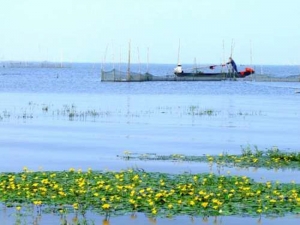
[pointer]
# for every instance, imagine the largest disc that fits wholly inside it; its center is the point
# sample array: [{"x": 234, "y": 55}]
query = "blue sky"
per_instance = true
[{"x": 91, "y": 30}]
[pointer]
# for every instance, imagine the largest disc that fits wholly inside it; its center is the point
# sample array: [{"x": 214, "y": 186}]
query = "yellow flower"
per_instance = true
[
  {"x": 75, "y": 206},
  {"x": 154, "y": 211},
  {"x": 204, "y": 204},
  {"x": 105, "y": 206},
  {"x": 259, "y": 210}
]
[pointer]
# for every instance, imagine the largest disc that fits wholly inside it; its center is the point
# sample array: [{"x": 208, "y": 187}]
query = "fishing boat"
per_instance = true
[{"x": 179, "y": 72}]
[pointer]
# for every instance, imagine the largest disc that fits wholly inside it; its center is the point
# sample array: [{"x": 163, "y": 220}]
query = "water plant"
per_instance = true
[
  {"x": 270, "y": 158},
  {"x": 155, "y": 194}
]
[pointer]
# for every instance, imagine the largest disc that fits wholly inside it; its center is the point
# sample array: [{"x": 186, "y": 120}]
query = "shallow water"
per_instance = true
[{"x": 151, "y": 117}]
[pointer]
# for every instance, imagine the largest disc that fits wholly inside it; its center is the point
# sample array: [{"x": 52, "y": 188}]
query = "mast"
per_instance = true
[
  {"x": 148, "y": 60},
  {"x": 178, "y": 58},
  {"x": 128, "y": 68}
]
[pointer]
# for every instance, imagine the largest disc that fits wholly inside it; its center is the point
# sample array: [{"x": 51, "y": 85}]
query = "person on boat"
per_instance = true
[
  {"x": 178, "y": 69},
  {"x": 233, "y": 65}
]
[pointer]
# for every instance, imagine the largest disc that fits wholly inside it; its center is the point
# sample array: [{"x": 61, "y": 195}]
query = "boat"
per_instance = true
[{"x": 179, "y": 72}]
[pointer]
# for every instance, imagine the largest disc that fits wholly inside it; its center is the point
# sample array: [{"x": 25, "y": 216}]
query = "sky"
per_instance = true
[{"x": 207, "y": 31}]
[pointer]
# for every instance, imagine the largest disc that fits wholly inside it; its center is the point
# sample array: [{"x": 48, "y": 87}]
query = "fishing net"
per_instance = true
[{"x": 117, "y": 75}]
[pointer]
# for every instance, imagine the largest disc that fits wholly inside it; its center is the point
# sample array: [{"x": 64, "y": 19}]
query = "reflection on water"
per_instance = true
[
  {"x": 9, "y": 216},
  {"x": 55, "y": 119}
]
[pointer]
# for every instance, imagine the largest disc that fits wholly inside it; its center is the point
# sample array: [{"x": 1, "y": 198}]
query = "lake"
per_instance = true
[{"x": 58, "y": 118}]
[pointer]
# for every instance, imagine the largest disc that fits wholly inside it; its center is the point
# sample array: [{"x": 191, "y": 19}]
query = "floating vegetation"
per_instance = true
[
  {"x": 271, "y": 158},
  {"x": 155, "y": 194},
  {"x": 73, "y": 113}
]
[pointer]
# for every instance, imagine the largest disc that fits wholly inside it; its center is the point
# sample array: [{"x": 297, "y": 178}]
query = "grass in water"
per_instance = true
[
  {"x": 155, "y": 194},
  {"x": 271, "y": 158}
]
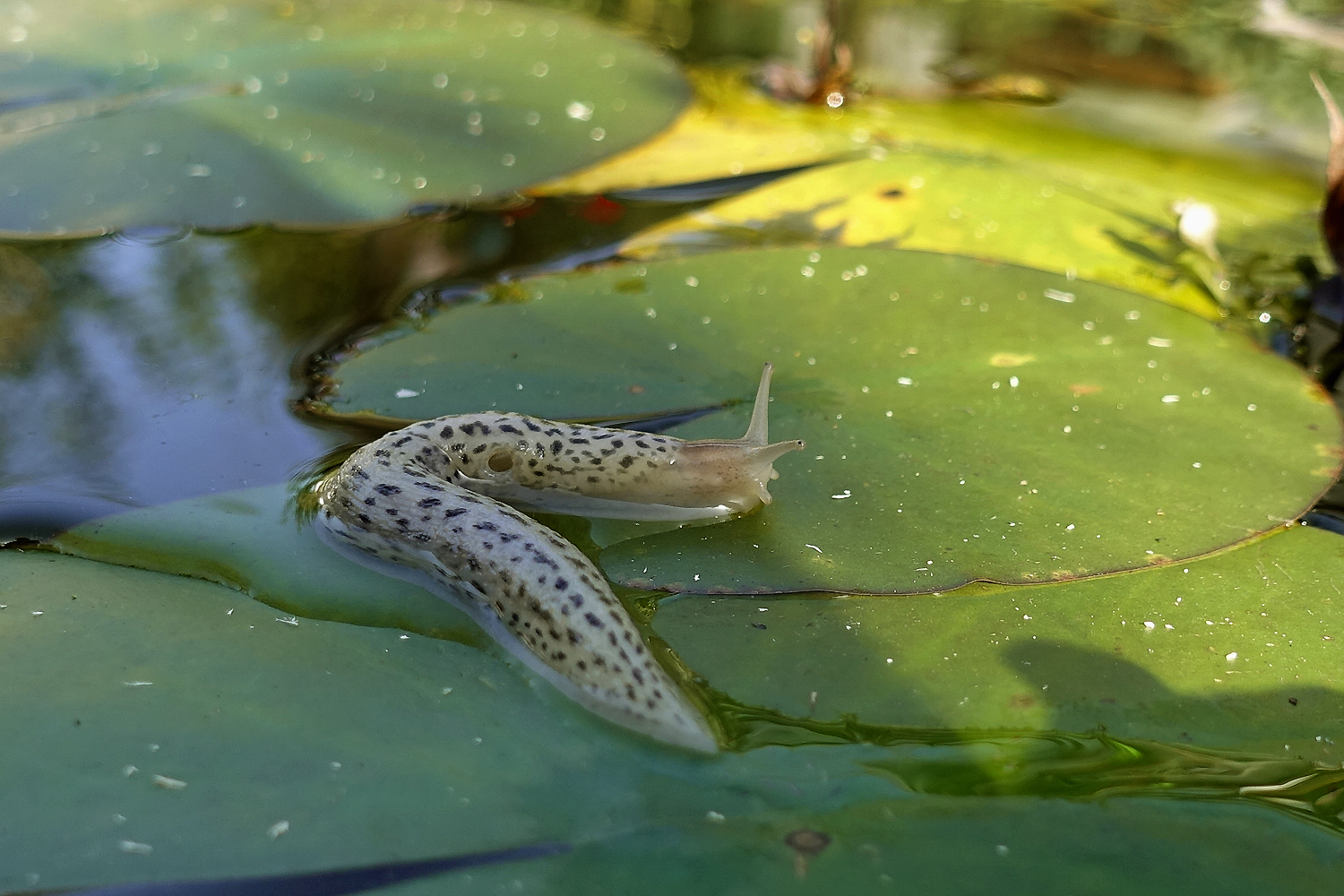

====================

◆ Short problem ◆
Please report every line above that contains the word "boat", copying each one in full.

◆ Written solution ◆
query = "fishing boat"
query = "person on boat"
query = "boat"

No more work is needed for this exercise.